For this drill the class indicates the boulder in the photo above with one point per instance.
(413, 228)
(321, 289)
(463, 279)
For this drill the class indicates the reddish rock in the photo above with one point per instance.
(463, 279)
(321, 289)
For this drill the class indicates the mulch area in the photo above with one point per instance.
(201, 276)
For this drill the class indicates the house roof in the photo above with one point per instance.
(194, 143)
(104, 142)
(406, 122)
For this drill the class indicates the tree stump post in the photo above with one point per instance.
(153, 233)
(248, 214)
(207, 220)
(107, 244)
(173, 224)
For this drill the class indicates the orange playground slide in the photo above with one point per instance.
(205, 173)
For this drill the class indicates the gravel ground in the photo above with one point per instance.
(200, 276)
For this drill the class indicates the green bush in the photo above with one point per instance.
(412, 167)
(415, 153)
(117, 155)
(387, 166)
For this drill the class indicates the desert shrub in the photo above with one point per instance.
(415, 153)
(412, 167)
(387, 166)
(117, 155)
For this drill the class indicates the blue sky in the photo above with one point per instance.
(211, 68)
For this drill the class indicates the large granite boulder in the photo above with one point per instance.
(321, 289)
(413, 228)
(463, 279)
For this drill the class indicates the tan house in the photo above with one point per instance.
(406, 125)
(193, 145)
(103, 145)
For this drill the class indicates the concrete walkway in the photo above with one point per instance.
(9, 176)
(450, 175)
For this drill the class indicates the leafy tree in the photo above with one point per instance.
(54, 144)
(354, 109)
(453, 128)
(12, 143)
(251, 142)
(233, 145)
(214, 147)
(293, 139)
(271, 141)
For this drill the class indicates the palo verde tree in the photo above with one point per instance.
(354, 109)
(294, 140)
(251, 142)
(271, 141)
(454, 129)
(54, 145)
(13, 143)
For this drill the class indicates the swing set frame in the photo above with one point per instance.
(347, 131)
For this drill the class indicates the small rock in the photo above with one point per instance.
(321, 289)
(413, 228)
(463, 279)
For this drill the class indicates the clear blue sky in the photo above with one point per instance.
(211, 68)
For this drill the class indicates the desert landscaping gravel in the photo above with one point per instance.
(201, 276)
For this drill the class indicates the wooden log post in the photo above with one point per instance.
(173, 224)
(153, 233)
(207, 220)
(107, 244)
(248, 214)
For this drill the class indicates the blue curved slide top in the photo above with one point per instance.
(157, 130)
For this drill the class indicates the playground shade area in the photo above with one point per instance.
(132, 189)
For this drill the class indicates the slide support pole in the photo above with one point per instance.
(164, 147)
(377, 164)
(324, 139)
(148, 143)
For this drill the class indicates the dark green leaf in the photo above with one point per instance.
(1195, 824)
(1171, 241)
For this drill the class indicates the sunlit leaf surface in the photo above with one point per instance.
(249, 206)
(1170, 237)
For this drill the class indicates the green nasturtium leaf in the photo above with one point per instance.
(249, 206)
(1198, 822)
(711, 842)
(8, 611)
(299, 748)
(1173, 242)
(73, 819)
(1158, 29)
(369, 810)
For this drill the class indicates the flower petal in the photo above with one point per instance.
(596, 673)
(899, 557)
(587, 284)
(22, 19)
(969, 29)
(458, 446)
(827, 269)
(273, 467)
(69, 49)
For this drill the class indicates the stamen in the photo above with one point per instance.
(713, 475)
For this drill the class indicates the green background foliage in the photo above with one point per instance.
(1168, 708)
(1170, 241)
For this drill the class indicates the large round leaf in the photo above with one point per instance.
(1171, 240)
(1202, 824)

========

Switch "drill" to "lesson" throughout all the lines above, and leave everything else unchanged.

_EXERCISE RESULT_
For this lesson the class indicates the boulder in the photo above with one point per instance.
(413, 228)
(321, 289)
(463, 279)
For this lesson the class indicates the reddish rock in the photo above with one point per instance.
(463, 279)
(321, 289)
For this lesson the class indicates the mulch area in the photo above with one point per instance.
(201, 276)
For this lesson the class indicates the house roof in the photo above with one point per instance.
(194, 143)
(104, 142)
(406, 122)
For this lesson the class indicates the tree stump post in the photo above with one point per instance.
(153, 233)
(248, 214)
(207, 220)
(107, 244)
(173, 224)
For this lesson the class indicates the orange playground slide in the photo above with one point per instance.
(205, 173)
For this lesson the class indicates the gravel ground in the photo above with one point per instance.
(200, 276)
For this lesson the class indicates the green bush in the photo above with one point per instance.
(412, 167)
(415, 153)
(117, 155)
(387, 166)
For this lesson the class indicates the desert shrub in the photo above with one point per instance.
(415, 153)
(412, 167)
(387, 166)
(117, 155)
For this lesson the class indicates the blue sky in the photo above with one point per instance.
(211, 68)
For this lesson the class indicates the large granite boulder in the photo above with one point per instance.
(321, 289)
(413, 228)
(463, 279)
For this lesson the class indicates the tan house in the photo above with one point per instance.
(406, 125)
(193, 145)
(103, 145)
For this lesson the class indicates the concrete walkway in the photo above with one point per instance.
(9, 176)
(450, 175)
For this lesson the class indicates the leafy tree in the photo above with one point per instance.
(54, 144)
(354, 109)
(453, 128)
(12, 143)
(251, 142)
(233, 145)
(214, 147)
(293, 139)
(271, 141)
For this lesson the class indicates the palo verde tree in the photo above with one point per instance.
(354, 109)
(294, 140)
(251, 142)
(271, 141)
(454, 129)
(54, 145)
(13, 143)
For this lesson the class indicates the swing set frame in the photo above with one point per instance.
(347, 131)
For this lesson the class indicates the small rock in the photo above with one point per instance.
(321, 289)
(413, 228)
(463, 279)
For this lesson the class indicates the clear blue sky in the photo above with one point per instance.
(211, 68)
For this lesson the class indicates the desert landscaping gravel in the photo above with one point per instance.
(201, 276)
For this lesson the class indicates the wooden log post in the photo above with one point per instance.
(173, 224)
(153, 233)
(207, 220)
(107, 244)
(248, 214)
For this lesson the class indicates the blue curved slide top in the photo above with one point per instance.
(157, 130)
For this lesson the class indicates the playground shade area in the photo above with one point per instance.
(132, 189)
For this lesson the class indicates the slide support pole in the photo above with one point per instance.
(164, 147)
(377, 164)
(324, 139)
(148, 143)
For this lesson the class indicates the dark green leaf in the photo above with one point per instance.
(1195, 824)
(1171, 241)
For this lesson the class indicates the sunlit leaf surface in the photo above with one point per instance.
(249, 206)
(1170, 237)
For this lesson the class indicates the green nasturtium leaf in the photo above with one point per instance.
(249, 206)
(1198, 822)
(711, 842)
(8, 611)
(299, 748)
(1173, 242)
(73, 819)
(1158, 29)
(369, 810)
For this lesson the class indicates the flower petal in the photo above with one point per instance.
(596, 673)
(899, 557)
(587, 284)
(22, 19)
(969, 29)
(458, 446)
(827, 269)
(273, 467)
(69, 49)
For this lesson the class indicates the stamen in the photo above with one point per instance.
(713, 475)
For this lesson the class indicates the green background foliage in the photo above with one point per instance.
(1168, 708)
(1170, 241)
For this lesson the class indicates the large round leaf in the photo above with one point per instance.
(1171, 240)
(1202, 824)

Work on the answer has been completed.